→ TASK INSTRUCTIONS
Write out, character for character, the line containing "Can you see the bird's tail" and all lines after it up to the end of the listing.

(Excerpts of location labeling data)
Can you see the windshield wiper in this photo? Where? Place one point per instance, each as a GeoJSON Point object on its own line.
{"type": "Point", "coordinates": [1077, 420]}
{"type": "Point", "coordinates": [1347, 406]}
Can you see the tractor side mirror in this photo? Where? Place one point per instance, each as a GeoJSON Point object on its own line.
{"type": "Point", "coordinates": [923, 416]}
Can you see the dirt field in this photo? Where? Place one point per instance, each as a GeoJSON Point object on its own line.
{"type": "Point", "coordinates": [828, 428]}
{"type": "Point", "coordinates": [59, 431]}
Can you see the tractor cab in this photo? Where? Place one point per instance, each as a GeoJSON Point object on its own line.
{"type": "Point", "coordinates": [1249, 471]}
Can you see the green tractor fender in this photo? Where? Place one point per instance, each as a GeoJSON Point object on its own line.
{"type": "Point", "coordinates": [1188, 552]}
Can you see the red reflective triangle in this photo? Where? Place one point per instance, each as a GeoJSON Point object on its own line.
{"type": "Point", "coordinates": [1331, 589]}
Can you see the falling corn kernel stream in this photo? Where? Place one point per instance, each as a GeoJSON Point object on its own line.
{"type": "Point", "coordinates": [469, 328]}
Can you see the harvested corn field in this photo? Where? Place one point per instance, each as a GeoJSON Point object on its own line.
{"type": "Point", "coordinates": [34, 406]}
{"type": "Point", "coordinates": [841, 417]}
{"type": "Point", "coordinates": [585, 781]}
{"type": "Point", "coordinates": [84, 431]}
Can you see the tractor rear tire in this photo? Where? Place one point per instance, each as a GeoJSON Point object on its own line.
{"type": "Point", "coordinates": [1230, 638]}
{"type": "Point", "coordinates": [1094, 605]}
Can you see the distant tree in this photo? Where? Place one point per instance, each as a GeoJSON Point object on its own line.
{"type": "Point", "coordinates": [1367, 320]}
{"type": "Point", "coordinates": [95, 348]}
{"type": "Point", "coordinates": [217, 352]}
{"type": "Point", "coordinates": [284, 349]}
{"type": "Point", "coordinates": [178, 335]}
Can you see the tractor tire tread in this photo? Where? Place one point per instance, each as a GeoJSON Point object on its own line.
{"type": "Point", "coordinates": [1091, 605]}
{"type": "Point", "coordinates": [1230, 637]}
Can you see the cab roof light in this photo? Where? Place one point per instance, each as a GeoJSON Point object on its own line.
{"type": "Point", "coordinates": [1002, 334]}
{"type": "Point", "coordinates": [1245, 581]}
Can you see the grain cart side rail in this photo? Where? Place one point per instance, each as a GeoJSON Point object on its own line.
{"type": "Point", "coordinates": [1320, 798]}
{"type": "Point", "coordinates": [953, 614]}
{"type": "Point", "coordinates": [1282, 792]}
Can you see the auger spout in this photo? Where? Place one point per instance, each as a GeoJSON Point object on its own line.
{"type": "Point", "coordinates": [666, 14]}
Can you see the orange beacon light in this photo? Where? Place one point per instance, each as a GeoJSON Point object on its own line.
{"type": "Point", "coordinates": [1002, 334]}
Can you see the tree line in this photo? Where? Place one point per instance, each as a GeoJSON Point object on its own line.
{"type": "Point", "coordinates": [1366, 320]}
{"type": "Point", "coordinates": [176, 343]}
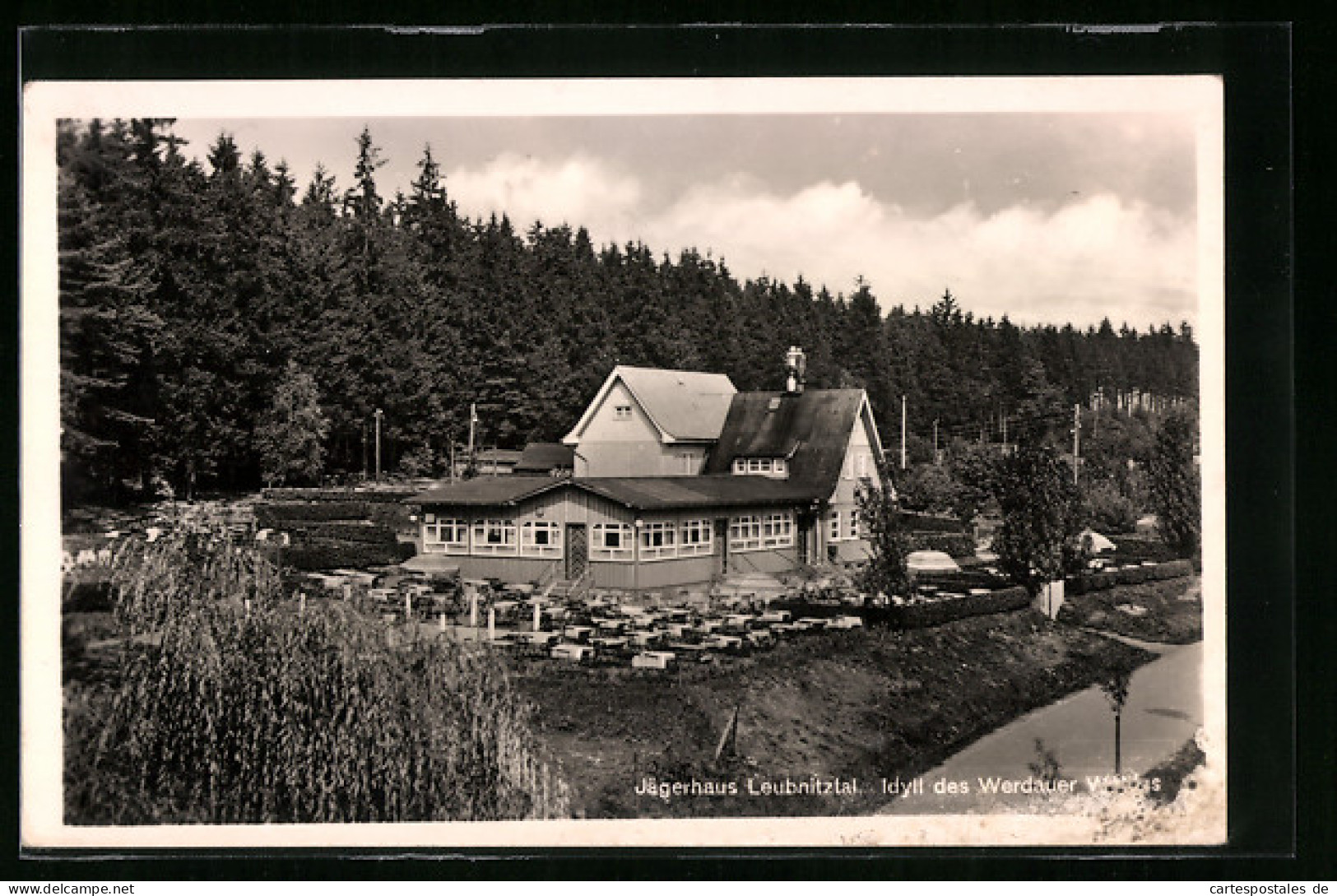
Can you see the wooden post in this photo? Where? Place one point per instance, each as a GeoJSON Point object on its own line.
{"type": "Point", "coordinates": [1116, 720]}
{"type": "Point", "coordinates": [729, 740]}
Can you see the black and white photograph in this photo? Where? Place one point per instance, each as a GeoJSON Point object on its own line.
{"type": "Point", "coordinates": [684, 462]}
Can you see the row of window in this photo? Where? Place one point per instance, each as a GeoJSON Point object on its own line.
{"type": "Point", "coordinates": [847, 532]}
{"type": "Point", "coordinates": [857, 466]}
{"type": "Point", "coordinates": [609, 541]}
{"type": "Point", "coordinates": [776, 467]}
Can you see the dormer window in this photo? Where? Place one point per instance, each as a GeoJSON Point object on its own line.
{"type": "Point", "coordinates": [772, 467]}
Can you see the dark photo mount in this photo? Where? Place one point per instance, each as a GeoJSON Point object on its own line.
{"type": "Point", "coordinates": [1253, 62]}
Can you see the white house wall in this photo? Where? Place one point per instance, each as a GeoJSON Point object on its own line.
{"type": "Point", "coordinates": [631, 447]}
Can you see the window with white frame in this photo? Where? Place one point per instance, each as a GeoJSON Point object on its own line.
{"type": "Point", "coordinates": [658, 541]}
{"type": "Point", "coordinates": [778, 530]}
{"type": "Point", "coordinates": [494, 536]}
{"type": "Point", "coordinates": [611, 542]}
{"type": "Point", "coordinates": [445, 535]}
{"type": "Point", "coordinates": [745, 534]}
{"type": "Point", "coordinates": [541, 538]}
{"type": "Point", "coordinates": [695, 538]}
{"type": "Point", "coordinates": [773, 467]}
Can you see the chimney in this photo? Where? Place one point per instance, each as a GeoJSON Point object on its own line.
{"type": "Point", "coordinates": [796, 368]}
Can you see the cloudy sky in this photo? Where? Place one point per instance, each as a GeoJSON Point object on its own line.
{"type": "Point", "coordinates": [1054, 217]}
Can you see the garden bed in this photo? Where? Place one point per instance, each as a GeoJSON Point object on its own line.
{"type": "Point", "coordinates": [924, 611]}
{"type": "Point", "coordinates": [1137, 575]}
{"type": "Point", "coordinates": [1168, 611]}
{"type": "Point", "coordinates": [862, 703]}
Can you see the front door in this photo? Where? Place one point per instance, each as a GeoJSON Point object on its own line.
{"type": "Point", "coordinates": [578, 550]}
{"type": "Point", "coordinates": [722, 541]}
{"type": "Point", "coordinates": [805, 534]}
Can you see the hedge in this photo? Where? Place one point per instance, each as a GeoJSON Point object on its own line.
{"type": "Point", "coordinates": [919, 615]}
{"type": "Point", "coordinates": [923, 615]}
{"type": "Point", "coordinates": [962, 581]}
{"type": "Point", "coordinates": [951, 543]}
{"type": "Point", "coordinates": [285, 513]}
{"type": "Point", "coordinates": [342, 532]}
{"type": "Point", "coordinates": [931, 523]}
{"type": "Point", "coordinates": [1130, 549]}
{"type": "Point", "coordinates": [1110, 578]}
{"type": "Point", "coordinates": [389, 495]}
{"type": "Point", "coordinates": [324, 554]}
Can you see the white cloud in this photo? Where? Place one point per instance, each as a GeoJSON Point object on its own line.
{"type": "Point", "coordinates": [1094, 257]}
{"type": "Point", "coordinates": [579, 192]}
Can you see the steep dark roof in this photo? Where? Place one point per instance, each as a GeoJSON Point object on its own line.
{"type": "Point", "coordinates": [812, 429]}
{"type": "Point", "coordinates": [543, 457]}
{"type": "Point", "coordinates": [684, 404]}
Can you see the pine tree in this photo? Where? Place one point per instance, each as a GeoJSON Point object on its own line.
{"type": "Point", "coordinates": [1038, 542]}
{"type": "Point", "coordinates": [1176, 485]}
{"type": "Point", "coordinates": [880, 518]}
{"type": "Point", "coordinates": [290, 438]}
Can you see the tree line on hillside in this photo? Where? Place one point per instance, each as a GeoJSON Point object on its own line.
{"type": "Point", "coordinates": [197, 299]}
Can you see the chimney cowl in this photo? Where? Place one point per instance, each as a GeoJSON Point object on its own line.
{"type": "Point", "coordinates": [796, 369]}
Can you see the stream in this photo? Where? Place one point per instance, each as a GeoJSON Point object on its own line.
{"type": "Point", "coordinates": [1162, 710]}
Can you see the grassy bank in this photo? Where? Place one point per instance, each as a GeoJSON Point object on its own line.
{"type": "Point", "coordinates": [1166, 611]}
{"type": "Point", "coordinates": [853, 705]}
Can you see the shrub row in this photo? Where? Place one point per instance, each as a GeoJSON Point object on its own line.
{"type": "Point", "coordinates": [342, 532]}
{"type": "Point", "coordinates": [951, 543]}
{"type": "Point", "coordinates": [388, 495]}
{"type": "Point", "coordinates": [923, 615]}
{"type": "Point", "coordinates": [284, 513]}
{"type": "Point", "coordinates": [963, 581]}
{"type": "Point", "coordinates": [325, 554]}
{"type": "Point", "coordinates": [930, 523]}
{"type": "Point", "coordinates": [1110, 578]}
{"type": "Point", "coordinates": [1135, 550]}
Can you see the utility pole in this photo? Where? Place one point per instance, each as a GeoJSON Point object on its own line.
{"type": "Point", "coordinates": [474, 420]}
{"type": "Point", "coordinates": [1076, 440]}
{"type": "Point", "coordinates": [378, 415]}
{"type": "Point", "coordinates": [903, 432]}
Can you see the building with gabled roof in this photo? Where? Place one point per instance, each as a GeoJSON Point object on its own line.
{"type": "Point", "coordinates": [678, 479]}
{"type": "Point", "coordinates": [650, 423]}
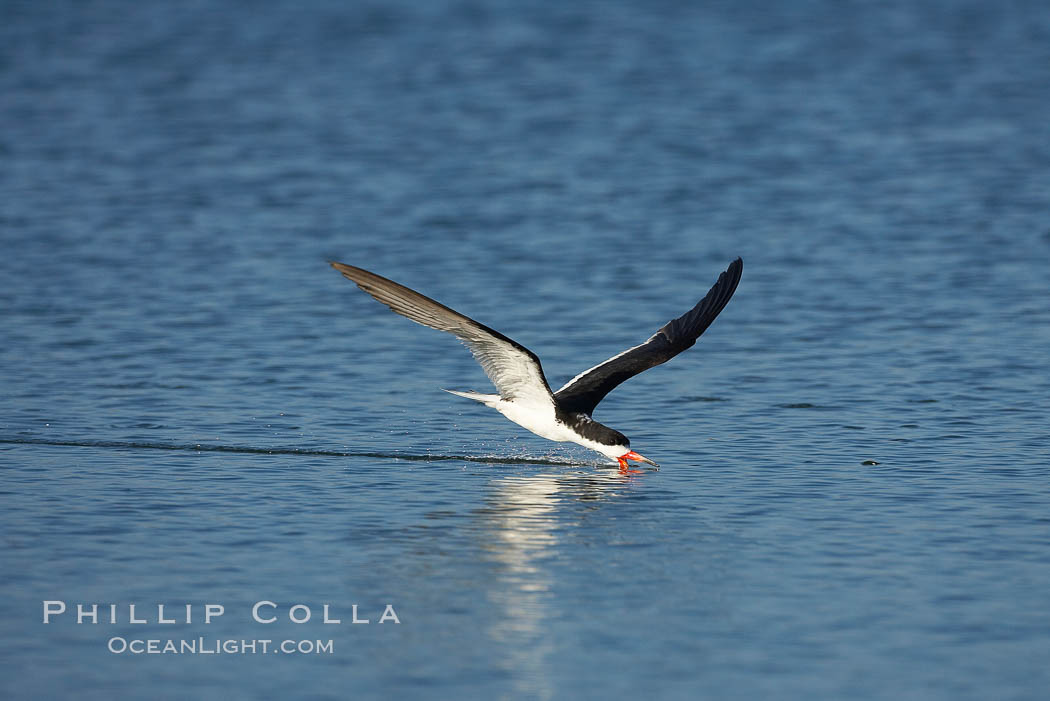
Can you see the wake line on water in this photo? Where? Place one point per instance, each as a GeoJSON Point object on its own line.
{"type": "Point", "coordinates": [204, 447]}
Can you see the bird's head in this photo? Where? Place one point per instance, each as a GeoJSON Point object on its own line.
{"type": "Point", "coordinates": [621, 449]}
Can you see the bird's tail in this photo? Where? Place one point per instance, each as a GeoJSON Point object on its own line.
{"type": "Point", "coordinates": [487, 400]}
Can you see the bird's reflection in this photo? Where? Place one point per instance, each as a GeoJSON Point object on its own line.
{"type": "Point", "coordinates": [526, 517]}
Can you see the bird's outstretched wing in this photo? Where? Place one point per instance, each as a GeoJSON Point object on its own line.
{"type": "Point", "coordinates": [584, 391]}
{"type": "Point", "coordinates": [513, 369]}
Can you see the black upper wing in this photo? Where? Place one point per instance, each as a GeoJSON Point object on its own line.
{"type": "Point", "coordinates": [584, 391]}
{"type": "Point", "coordinates": [513, 369]}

→ ANSWER TO THIS TASK
Can you see the bird's tail in this photo? Where? Place one point per instance, each as a GeoJSON Point object on its own line.
{"type": "Point", "coordinates": [487, 400]}
Can you see the bird's reflection in this photo? Where? Place one point per instance, each as a GeoJSON Point object on its own line.
{"type": "Point", "coordinates": [526, 517]}
Can you see the bird's outstretched wing in this photo? Where? Place one point per instance, each as a GeoJSON Point object on its own line.
{"type": "Point", "coordinates": [584, 391]}
{"type": "Point", "coordinates": [513, 369]}
Can you see the black upper wing in this photo? Where? Place one point per instance, each as a GeoJSON Point object on its own line.
{"type": "Point", "coordinates": [584, 391]}
{"type": "Point", "coordinates": [513, 369]}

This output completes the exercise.